** begin DATASET ROWS **

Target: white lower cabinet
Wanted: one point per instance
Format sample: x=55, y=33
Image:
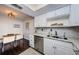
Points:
x=48, y=47
x=55, y=47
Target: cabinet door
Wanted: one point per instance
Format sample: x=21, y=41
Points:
x=48, y=47
x=59, y=50
x=63, y=11
x=74, y=15
x=40, y=21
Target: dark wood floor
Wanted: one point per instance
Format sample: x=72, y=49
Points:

** end DATASET ROWS **

- **PROMPT**:
Transcribe all the data word for word; the images stay out.

- **WRITTEN REPLY**:
Target: white lower cabinet
Wanted: one point per instance
Format sample: x=55, y=33
Image:
Points:
x=48, y=47
x=55, y=47
Target: cabinet door
Wanted: one point per instance
Format sample: x=21, y=41
Points:
x=48, y=47
x=59, y=50
x=63, y=11
x=74, y=15
x=40, y=21
Target: dark wood floor
Wanted: one point per instance
Format sample: x=72, y=49
Points:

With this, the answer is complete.